▸ Natural-language object grounding data:
·····

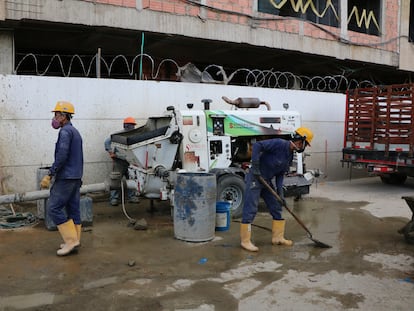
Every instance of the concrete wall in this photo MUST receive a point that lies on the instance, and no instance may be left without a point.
(27, 138)
(406, 48)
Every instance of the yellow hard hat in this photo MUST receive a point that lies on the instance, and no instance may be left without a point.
(306, 134)
(130, 120)
(62, 106)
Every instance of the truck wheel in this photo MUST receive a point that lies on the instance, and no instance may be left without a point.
(393, 179)
(231, 188)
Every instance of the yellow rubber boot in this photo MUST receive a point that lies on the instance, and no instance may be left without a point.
(69, 234)
(245, 235)
(278, 232)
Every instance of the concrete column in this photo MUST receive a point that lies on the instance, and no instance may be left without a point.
(138, 5)
(2, 10)
(6, 52)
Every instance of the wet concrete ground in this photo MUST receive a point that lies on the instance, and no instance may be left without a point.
(369, 267)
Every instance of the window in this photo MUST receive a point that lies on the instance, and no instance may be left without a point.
(364, 16)
(324, 12)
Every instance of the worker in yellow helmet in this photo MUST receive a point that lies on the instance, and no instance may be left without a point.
(66, 173)
(120, 165)
(271, 158)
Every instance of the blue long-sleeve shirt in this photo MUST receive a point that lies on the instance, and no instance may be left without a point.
(274, 156)
(68, 163)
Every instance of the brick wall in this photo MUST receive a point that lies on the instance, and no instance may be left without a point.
(245, 14)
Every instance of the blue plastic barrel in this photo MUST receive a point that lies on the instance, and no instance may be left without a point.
(223, 216)
(195, 207)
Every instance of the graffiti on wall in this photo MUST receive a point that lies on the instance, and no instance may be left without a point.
(363, 15)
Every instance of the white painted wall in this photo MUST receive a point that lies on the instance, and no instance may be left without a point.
(27, 139)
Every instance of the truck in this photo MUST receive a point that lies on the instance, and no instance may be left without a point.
(378, 134)
(207, 140)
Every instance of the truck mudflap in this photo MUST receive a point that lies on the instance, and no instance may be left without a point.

·····

▸ Task brief: Print all the entries exactly as they appear, without the pictures.

▸ Exercise answer:
Every instance of the concrete wall in this photo MUST receive a point that lies on the instance, and no instance may be left without a point.
(27, 138)
(406, 48)
Every instance of the yellow hard hat in this photo MUST receive a point that lies on the instance, and no instance may be left without a point.
(306, 134)
(130, 120)
(62, 106)
Every instance of the truck wheel in this photo MUST receive a point that lies on the instance, and no instance may be left without a point.
(393, 179)
(231, 188)
Every instance of the yellow rubber boot in this photo MUST receive a point that lies on the instance, and no instance may be left without a point.
(69, 234)
(245, 235)
(278, 232)
Every instance of the concrete column in this photo MUST receive a point that lies on the instance, and no instance may be left without a point.
(138, 5)
(2, 10)
(6, 52)
Every instance of the wet concrete ground in this photo MUST receive a point that lies on the instance, and no instance may be left without a point.
(369, 267)
Every instance of the window in this photo MUST receive a point that lies on the instance, and no instance may be left without a point.
(364, 16)
(324, 12)
Every instance of the worker in yellow helmet in this photo MUST receive a point that lies on the instance, and no instance may be left without a point.
(66, 173)
(120, 165)
(271, 158)
Every instance of the blue long-sleeve shirt in this photo MUST receive a point that lies on the instance, and no instance may be left without a point.
(274, 156)
(68, 163)
Every instance of the brick wall in this photo MUST receive a point that lies on the instance, and no instance may be left without a point.
(245, 14)
Every instance of the blue plastic barrel in this photo MUST receive a point that lies on the instance, and no instance may be left without a point.
(223, 216)
(195, 207)
Every instance of the graffiti on wall in this photo MUST receive a point that lies on the instance, and no instance may be left without a point.
(363, 15)
Every instance of the white painted wall in this photo MUST receive a point that lies on the instance, and no instance may be left without a point.
(27, 139)
Every instance of the truck in this photo MUST receive a point that lies on the instance, and no instance may be left without a point.
(378, 134)
(207, 140)
Every instance of the truck mudflap in this photo MUST receive a point that lies on the instance, and no instance may be left without a point.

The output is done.